## EXERCISE DIRECTIONS
Identify every line in the entries below that contains the word "side" and copy each of those lines in full.

## RECORD EXTRACTS

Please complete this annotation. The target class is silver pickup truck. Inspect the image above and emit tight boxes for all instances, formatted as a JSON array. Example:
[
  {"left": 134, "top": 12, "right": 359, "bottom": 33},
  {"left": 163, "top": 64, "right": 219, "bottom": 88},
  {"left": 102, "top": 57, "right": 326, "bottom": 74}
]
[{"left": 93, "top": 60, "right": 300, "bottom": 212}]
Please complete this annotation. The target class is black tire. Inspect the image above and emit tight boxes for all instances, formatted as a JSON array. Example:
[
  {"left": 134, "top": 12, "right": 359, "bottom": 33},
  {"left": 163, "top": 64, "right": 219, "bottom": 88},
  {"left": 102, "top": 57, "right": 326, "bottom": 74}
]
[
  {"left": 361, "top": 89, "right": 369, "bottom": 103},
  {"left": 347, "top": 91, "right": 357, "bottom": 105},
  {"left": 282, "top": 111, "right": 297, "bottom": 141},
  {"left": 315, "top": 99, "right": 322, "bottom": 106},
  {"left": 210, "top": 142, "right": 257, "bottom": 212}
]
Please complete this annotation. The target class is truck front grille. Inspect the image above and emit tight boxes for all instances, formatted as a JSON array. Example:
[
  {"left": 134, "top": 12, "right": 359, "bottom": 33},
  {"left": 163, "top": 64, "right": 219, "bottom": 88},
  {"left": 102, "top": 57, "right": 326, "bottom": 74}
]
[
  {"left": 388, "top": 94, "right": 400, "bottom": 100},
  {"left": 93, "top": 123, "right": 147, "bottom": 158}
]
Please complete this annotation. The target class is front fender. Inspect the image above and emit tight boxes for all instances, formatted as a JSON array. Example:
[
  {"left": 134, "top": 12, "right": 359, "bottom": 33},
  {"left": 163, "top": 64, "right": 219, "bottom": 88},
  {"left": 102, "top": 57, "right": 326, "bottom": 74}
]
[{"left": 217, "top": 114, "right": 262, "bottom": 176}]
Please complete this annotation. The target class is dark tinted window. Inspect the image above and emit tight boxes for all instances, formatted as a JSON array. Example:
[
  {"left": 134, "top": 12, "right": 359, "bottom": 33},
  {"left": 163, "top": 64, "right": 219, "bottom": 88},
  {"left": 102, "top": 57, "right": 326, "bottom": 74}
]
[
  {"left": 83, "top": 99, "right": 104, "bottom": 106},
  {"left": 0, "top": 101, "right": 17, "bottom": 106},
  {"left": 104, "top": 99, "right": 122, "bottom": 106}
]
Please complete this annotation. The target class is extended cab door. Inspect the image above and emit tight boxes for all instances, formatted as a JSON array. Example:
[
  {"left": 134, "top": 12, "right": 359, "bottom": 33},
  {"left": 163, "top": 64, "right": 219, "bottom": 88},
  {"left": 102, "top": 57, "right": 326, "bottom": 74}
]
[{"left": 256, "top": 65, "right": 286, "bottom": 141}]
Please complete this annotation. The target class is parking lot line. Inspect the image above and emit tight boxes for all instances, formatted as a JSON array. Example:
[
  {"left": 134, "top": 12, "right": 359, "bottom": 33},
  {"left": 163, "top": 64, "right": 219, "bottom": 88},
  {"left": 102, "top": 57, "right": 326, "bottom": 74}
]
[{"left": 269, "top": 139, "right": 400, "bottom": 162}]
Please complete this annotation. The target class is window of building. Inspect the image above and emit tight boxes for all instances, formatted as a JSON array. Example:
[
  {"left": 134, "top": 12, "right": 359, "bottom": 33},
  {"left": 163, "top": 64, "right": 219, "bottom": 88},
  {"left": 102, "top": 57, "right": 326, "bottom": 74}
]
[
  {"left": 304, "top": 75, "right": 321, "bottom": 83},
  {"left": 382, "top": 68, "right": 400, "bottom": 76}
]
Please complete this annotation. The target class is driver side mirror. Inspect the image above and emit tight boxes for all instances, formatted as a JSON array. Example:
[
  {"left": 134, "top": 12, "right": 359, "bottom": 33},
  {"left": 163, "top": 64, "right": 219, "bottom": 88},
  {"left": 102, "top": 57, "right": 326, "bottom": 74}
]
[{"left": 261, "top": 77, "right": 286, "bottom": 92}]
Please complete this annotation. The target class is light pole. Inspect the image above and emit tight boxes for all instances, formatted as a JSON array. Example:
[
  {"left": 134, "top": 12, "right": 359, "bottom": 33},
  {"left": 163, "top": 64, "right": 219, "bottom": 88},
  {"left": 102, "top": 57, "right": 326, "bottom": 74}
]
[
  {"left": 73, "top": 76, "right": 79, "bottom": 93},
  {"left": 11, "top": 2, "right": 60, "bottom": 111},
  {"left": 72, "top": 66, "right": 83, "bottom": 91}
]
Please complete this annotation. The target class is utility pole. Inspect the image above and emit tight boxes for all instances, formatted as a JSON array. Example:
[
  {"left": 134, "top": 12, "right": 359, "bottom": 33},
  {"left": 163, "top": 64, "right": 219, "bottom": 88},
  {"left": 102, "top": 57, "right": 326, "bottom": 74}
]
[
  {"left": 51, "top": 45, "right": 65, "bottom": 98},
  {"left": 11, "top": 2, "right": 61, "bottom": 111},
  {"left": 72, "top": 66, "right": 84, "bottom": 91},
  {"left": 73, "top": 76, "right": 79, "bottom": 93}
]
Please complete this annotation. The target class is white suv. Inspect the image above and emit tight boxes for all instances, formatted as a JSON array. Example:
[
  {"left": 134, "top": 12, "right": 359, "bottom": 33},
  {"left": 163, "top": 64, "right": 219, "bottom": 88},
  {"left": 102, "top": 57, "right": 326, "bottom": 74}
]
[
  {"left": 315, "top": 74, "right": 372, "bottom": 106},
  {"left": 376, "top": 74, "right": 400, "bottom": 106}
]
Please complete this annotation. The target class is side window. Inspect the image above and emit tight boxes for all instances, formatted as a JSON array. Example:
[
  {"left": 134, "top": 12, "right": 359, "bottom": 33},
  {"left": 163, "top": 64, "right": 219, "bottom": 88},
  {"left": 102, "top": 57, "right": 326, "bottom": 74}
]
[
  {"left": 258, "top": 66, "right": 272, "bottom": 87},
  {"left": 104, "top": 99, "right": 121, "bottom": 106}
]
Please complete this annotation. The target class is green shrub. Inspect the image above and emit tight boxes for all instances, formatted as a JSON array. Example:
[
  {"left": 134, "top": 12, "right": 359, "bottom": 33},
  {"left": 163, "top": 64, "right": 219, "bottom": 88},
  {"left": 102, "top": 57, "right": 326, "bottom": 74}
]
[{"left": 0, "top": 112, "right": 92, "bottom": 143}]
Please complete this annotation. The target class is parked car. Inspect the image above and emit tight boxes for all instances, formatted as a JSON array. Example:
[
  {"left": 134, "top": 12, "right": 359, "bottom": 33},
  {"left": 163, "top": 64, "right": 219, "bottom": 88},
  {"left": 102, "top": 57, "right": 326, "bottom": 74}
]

## OUTPUT OF THE TASK
Please complete this annotation. The target class is driver side mirror. Inspect the image above and emit tight boxes for all instances, formatted as a JSON array. Example:
Please complete this annotation. The target class is side window. Inspect the image above and emit tight boxes for all instances, formatted as a JSON array. Example:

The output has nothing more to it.